### WHAT TO DO
Reproduce the section of the health care bill editorial from "It’s the Yuletide" up to and including "of the Union.".

### PASSAGE SHOWN
----------

It’s the Yuletide season, and Democrats are in a giving mood. Nancy Pelosi says the House’s tax-raising, Medicare-cutting, trillion-dollar-spending health bill is her “Christmas present to the American people.” In the Senate, Harry Reid is desperate to pass his version of health care reform before Santa begins his annual world tour. And President Obama will sign anything–and we mean anything–he can tout during next year’s State of the Union.
According to all the polls, however, the public sees the Democratic party as one of those well-intentioned but deeply flawed relatives who bestows on you green socks and a fruitcake, when what you really wanted for Christmas was Call of Duty: Modern Warfare 2. The bad news is that in politics all sales are final, and the money for the “present” comes out of your own pocket. The good news is there’s a gentleman in the Senate who can save the country from an Obamacare Christmas disaster. And not because he happens to celebrate Hanukkah.
Joe Lieberman of Connecticut, the independent Democrat, is the key man blocking a bad bill. Why? Simple arithmetic. If no Republican defects, then Harry Reid will need the support of all 60 senators who caucus with the Democrats to end debate and proceed to a final vote on health care. Last week the two most likely GOP defectors, Olympia Snowe and Susan Collins of Maine, both signaled they won’t support Reid’s bill. The loss of just one Democrat, therefore, will scuttle the “deal” Reid is cobbling together.
In the past, Lieberman has displayed the courage and independence necessary to tell his party it’s on the wrong track. In 1998, he pointed out that President Clinton’s affair with an intern was a moral transgression that deserved rebuke. From 2006 to 2008, when Democratic politicians and commentators ran away from an Iraq war that was going badly, Lieberman stuck with his principles and backed the surge of troops and counterinsurgency strategy that has put Iraq on the (bumpy) road to normalcy. Lieberman’s reward was a left-wing primary challenge in 2006 that succeeded in depriving him of the Democratic nomination. Running as an independent, he nevertheless won the general election. In doing so, he became even more free to do what’s right regardless of political calculation.

----------

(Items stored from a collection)

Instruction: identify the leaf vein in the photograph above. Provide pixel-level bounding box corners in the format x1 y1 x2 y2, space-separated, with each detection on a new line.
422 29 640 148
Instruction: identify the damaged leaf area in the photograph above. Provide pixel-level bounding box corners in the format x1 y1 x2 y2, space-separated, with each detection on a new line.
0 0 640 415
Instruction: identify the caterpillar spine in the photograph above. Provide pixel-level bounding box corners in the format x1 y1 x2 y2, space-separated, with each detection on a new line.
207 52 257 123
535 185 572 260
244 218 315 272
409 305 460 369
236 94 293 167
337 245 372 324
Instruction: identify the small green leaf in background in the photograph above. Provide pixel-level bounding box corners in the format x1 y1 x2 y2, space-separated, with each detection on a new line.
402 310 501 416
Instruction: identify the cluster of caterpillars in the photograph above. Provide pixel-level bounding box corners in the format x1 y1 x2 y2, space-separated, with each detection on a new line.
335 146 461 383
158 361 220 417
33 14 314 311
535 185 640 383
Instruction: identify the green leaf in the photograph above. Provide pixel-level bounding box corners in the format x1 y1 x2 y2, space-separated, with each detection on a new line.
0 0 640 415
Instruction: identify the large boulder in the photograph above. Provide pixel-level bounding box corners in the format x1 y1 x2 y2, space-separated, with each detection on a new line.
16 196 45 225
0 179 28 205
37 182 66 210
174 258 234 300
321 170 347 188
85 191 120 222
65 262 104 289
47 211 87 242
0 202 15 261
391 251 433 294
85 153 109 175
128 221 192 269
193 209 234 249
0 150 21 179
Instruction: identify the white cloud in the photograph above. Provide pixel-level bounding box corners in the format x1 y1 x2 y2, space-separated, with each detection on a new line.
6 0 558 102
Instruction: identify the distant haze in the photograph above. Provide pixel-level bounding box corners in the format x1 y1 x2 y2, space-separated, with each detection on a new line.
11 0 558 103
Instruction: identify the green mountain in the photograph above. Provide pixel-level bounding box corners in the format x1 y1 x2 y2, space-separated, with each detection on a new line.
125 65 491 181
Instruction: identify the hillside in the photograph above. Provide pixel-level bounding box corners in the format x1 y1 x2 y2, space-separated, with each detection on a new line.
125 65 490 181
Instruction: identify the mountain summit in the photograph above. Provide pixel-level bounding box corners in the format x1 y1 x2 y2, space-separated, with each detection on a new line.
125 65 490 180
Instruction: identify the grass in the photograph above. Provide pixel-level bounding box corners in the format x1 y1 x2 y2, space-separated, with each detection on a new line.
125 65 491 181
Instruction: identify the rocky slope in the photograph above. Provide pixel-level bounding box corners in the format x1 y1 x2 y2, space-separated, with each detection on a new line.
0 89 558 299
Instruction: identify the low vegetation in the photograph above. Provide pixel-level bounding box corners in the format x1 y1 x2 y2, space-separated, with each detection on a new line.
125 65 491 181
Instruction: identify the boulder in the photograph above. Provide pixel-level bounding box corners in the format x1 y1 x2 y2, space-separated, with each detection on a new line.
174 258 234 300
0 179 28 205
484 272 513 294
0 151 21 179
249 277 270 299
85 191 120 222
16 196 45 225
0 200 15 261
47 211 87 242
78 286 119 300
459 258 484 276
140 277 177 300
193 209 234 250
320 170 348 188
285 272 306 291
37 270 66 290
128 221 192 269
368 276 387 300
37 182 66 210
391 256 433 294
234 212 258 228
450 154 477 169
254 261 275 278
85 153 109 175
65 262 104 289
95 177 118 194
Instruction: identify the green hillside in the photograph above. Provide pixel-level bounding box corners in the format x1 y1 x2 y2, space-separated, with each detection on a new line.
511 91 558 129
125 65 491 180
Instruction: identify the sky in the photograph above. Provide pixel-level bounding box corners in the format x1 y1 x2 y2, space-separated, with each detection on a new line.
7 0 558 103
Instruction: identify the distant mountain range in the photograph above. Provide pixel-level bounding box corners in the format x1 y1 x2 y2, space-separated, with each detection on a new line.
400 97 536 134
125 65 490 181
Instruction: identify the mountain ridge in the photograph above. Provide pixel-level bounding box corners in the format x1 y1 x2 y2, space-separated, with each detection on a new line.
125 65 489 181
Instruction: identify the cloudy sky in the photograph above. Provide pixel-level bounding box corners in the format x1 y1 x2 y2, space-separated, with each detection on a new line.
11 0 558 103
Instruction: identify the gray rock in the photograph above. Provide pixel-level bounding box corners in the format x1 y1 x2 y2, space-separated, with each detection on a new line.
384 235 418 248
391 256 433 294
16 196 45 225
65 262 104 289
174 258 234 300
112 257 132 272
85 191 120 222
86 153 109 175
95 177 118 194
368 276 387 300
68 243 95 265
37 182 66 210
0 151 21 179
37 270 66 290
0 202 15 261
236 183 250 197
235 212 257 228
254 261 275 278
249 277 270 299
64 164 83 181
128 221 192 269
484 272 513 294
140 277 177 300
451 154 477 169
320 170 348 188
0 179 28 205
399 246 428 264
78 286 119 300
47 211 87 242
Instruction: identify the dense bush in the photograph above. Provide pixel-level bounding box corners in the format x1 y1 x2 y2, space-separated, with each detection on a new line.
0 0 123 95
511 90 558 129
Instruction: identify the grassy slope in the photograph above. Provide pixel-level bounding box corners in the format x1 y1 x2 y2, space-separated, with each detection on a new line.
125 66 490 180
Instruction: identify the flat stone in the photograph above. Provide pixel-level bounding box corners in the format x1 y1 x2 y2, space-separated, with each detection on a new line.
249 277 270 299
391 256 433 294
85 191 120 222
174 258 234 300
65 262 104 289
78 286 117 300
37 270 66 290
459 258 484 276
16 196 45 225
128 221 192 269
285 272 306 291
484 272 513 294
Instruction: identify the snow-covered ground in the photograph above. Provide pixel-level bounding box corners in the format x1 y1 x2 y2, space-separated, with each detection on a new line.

----------

### EXPECTED OUTPUT
It’s the Yuletide season, and Democrats are in a giving mood. Nancy Pelosi says the House’s tax-raising, Medicare-cutting, trillion-dollar-spending health bill is her “Christmas present to the American people.” In the Senate, Harry Reid is desperate to pass his version of health care reform before Santa begins his annual world tour. And President Obama will sign anything–and we mean anything–he can tout during next year’s State of the Union.